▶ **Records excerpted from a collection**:
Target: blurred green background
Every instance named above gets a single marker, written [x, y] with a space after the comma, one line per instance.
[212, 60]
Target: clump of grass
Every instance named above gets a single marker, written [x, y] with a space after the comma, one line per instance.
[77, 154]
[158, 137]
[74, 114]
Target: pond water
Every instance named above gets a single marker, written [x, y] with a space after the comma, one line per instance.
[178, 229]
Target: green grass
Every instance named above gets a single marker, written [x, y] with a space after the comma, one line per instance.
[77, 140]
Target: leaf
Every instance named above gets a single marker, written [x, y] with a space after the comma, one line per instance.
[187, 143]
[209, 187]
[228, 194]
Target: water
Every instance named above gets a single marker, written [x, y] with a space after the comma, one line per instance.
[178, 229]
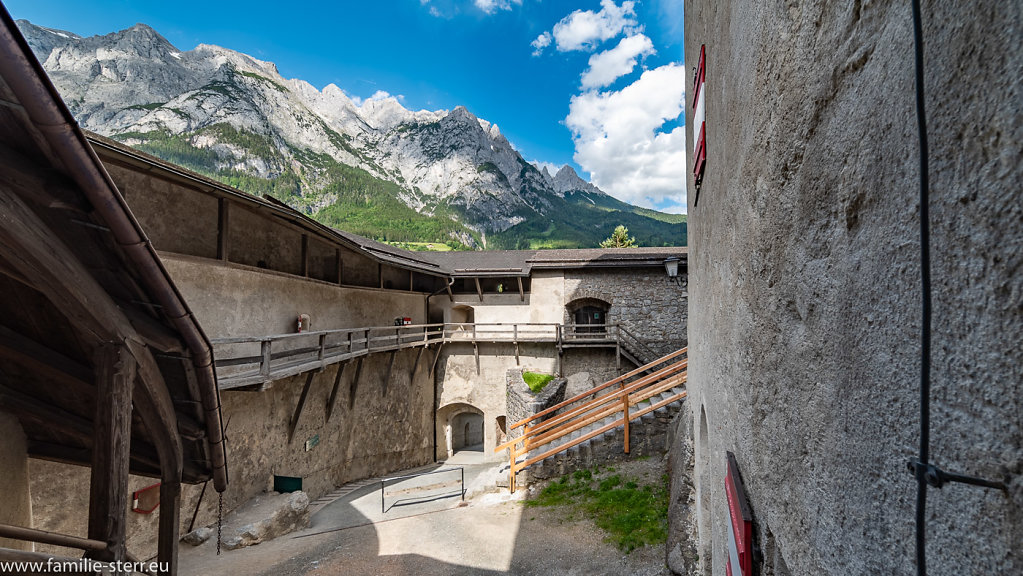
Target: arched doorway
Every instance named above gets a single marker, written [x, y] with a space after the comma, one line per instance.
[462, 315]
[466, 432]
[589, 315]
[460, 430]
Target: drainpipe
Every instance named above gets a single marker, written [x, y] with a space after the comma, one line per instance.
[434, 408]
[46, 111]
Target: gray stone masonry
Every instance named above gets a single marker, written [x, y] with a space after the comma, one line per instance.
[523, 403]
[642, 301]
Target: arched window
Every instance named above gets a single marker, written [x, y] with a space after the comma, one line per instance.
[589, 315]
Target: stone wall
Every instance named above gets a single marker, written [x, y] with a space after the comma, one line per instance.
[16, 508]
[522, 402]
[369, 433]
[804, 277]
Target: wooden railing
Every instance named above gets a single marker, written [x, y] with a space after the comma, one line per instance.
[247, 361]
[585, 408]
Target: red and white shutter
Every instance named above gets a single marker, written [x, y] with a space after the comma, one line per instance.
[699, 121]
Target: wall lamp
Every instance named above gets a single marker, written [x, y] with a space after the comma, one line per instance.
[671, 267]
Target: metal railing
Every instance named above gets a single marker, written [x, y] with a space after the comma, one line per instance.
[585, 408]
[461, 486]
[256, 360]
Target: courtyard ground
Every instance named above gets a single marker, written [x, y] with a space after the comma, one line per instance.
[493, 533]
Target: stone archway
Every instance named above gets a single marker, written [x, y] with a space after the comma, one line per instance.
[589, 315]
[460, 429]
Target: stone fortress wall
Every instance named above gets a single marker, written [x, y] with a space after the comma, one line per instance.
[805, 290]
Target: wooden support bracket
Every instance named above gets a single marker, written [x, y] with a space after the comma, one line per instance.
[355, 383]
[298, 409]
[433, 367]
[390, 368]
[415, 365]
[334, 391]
...
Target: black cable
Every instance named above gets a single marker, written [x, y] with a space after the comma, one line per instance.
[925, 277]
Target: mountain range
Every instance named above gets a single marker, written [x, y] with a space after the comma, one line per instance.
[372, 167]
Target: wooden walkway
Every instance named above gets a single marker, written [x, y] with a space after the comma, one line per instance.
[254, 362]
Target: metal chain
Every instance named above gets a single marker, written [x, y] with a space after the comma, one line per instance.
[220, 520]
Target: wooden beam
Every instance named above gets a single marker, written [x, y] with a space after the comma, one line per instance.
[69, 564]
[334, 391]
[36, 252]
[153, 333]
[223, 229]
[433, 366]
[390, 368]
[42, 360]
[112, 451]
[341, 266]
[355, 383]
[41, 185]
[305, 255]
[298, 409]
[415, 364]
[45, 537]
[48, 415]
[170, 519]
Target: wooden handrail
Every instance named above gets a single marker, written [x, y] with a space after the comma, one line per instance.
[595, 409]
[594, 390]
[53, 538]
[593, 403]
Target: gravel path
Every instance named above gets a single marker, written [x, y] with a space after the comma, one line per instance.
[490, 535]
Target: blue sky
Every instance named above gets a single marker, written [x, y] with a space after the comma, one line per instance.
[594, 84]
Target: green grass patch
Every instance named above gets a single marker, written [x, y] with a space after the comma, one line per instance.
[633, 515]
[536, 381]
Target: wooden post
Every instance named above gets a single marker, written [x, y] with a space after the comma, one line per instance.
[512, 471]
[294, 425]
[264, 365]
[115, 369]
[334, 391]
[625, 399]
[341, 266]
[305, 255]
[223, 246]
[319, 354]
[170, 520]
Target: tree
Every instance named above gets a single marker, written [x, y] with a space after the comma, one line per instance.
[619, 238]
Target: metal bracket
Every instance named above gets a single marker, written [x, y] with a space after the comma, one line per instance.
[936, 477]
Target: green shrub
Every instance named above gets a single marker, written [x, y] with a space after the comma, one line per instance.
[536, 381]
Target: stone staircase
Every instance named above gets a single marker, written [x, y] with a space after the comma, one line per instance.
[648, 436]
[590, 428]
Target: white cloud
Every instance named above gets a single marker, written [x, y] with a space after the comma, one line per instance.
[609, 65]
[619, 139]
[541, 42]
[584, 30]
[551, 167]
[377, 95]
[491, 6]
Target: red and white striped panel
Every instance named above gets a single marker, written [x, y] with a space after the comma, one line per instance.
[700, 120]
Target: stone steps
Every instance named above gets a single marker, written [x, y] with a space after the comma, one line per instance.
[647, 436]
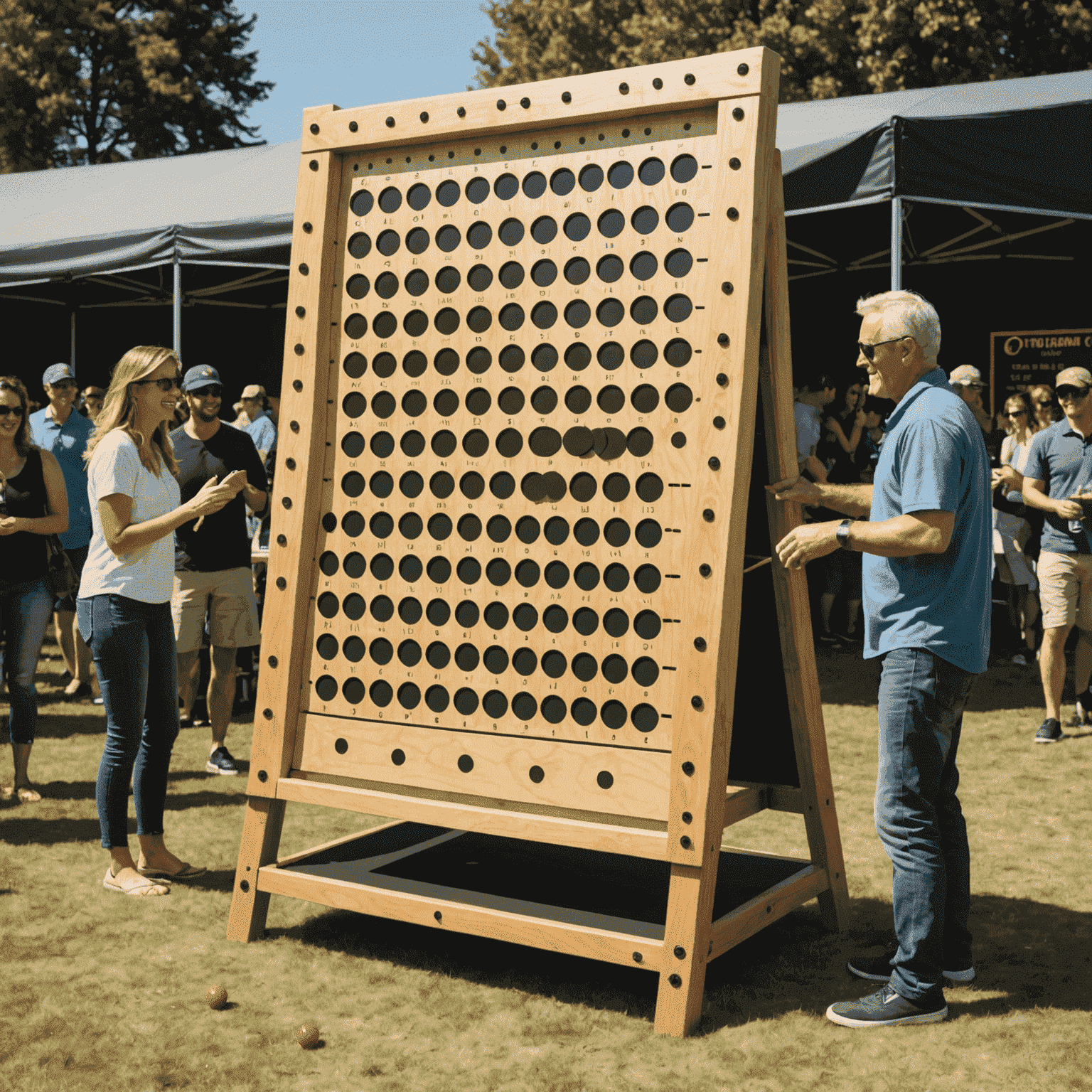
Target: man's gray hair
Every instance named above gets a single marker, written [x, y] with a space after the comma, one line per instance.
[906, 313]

▶ **Your instructions**:
Copy every line of the records above that holds the word "bracket".

▶ **Written solution**:
Target: wooden support bracket
Target: metal bracket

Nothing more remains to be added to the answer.